It would be interesting to know precisely what it was Willa Cather detected in the not-so-good poems of a not-so-good actress that suggested playwriting potential. Whatever it was, Akins never completely realized her potential as a dramatist of stature. Except for a thorough dissertation by Ronald Mielech, Akins has received almost no scholarly attention.

While it is true that Akins' writing is uneven and occasionally suffers from what Mielech calls "romantic excesses" associated with postwar American drama, and while many of her otherwise attractive protagonists periodically engage in a rhetoric that is uncharacteristic or platitudinous, much of her excellence has gone unappreciated. Some of her efforts at characterization have been misconstrued as overindulgence or a lapse in realism. Akins' significance, it seems, lies in her extremely sharp and sympathetic understanding of human foibles in general and of female folly and frustration in particular.

In a play like Daddy's Gone A-Hunting (1921), for example, Akins insightfully portrays the all too common situation of a woman, Edith, blindly committed to fidelity to a confused husband who psychologically abuses her, and who manipulates and keeps her with him largely through the guilt he—as well as society—stirs up in her. When she finally rejects his "open marriage" ideas and leaves him, she flees to another, kinder man who "keeps" her sexually and financially, but whom she refuses to marry because she will not get a divorce. Although the play is recognized for its unorthodox focus on a troubled quest for personal freedom, it is more powerful for its quiet repudiation of women's considerable dependence on men and for its unhappy admission that women like Edith—most women for that matter—find the world "unsafe" when their traditional sources of security are taken from them. Neither Edith's initial decision to remain true to her adulterous husband nor her later decision to live with Greenough in the face of society's censure is completely admirable. According to Akins her keen irony underscores Edith's appalling lack of personal identity and purposiveness, and the reader experiences her horror in realizing she cannot expect men or children to provide meaning and identity for her.

● **Exercise instructions**:
A) Reproduce everything in the Akins passage above, from "It would be" down to "no scholarly attention.".
B) Take the essay on Akins further, picking up after its final sentence.

● **Extracted data**:

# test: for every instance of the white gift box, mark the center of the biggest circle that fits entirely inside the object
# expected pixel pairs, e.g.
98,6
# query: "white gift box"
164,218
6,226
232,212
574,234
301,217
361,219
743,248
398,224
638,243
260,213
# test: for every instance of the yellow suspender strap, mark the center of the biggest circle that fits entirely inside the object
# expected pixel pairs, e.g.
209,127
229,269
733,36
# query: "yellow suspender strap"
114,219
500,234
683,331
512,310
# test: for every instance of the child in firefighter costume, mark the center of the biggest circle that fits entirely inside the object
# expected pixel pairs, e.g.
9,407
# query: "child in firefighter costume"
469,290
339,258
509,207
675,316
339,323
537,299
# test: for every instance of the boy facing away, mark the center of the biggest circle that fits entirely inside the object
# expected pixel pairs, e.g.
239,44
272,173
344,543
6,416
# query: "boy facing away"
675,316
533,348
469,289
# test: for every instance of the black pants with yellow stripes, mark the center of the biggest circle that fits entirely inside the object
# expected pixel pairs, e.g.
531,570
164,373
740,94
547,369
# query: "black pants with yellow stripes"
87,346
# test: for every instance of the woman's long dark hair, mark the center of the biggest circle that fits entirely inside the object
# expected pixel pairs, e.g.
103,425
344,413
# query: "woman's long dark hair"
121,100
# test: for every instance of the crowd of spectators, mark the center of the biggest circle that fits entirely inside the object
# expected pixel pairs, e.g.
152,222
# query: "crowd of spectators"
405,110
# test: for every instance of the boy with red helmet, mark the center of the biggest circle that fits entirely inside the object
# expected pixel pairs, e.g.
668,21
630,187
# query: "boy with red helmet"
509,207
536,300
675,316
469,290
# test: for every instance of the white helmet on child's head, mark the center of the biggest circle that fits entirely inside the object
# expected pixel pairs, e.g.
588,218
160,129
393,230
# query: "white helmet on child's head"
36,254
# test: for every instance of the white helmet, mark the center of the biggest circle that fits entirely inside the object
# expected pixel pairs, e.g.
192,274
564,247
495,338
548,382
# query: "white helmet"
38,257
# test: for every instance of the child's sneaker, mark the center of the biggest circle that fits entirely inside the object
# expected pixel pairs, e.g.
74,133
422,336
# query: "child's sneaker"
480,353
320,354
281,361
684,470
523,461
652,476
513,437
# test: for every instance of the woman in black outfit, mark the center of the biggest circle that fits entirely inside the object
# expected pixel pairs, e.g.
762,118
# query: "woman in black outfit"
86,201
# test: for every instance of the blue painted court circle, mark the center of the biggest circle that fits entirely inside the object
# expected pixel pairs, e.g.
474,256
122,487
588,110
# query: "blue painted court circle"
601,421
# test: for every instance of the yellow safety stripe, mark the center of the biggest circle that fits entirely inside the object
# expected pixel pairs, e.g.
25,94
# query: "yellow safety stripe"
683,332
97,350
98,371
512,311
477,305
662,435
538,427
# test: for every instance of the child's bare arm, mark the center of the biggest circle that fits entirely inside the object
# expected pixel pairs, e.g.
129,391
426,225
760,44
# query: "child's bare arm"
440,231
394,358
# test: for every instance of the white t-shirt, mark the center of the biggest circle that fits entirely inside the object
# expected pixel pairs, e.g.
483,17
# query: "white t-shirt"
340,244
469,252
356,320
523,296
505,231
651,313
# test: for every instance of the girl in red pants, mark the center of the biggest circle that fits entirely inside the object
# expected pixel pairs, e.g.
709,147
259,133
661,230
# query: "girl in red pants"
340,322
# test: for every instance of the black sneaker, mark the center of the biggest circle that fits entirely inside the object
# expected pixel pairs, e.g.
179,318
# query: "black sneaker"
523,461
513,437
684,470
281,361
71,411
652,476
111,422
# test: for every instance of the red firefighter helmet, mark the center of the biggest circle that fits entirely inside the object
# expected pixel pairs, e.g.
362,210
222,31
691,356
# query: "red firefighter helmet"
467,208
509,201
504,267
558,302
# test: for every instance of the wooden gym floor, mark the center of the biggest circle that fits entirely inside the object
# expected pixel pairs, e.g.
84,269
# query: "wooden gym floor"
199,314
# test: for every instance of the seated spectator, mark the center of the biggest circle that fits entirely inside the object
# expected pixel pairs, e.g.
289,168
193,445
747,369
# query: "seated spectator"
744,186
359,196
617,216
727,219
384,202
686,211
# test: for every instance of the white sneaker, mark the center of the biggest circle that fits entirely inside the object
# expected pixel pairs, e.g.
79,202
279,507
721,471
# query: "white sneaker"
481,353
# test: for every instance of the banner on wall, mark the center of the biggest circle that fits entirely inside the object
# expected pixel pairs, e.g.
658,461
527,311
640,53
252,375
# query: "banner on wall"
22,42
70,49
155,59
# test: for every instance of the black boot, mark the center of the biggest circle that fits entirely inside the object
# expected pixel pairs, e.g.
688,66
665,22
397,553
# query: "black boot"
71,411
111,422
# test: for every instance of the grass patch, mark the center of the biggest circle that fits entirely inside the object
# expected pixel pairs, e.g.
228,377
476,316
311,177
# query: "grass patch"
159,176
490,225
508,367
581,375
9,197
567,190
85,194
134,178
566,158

● **Numbered answers**:
A)
It would be interesting to know precisely what it was Willa Cather detected in the not-so-good poems of a not-so-good actress that suggested playwriting potential. Whatever it was, Akins never completely realized her potential as a dramatist of stature. Except for a thorough dissertation by Ronald Mielech, Akins has received almost no scholarly attention.

B)
In general, Akins' plays—whether serious dramas or high comedies—emphasize the distortions in values, attitudes, and manners which society promulgates. She is simultaneously both amused and disturbed by the often pathetic efforts of her dramatic characters to extricate themselves from the web of social behavior patterns and thinking they cannot really understand. Akins is probably not a great playwright, but she is surely worthy of more notice and exposure than she has been receiving. If she cannot be applauded for consistent dramatic excellence, she can be appreciated for her exceptional insights into human nature and society, and for her enterprising, delightful sense of humor.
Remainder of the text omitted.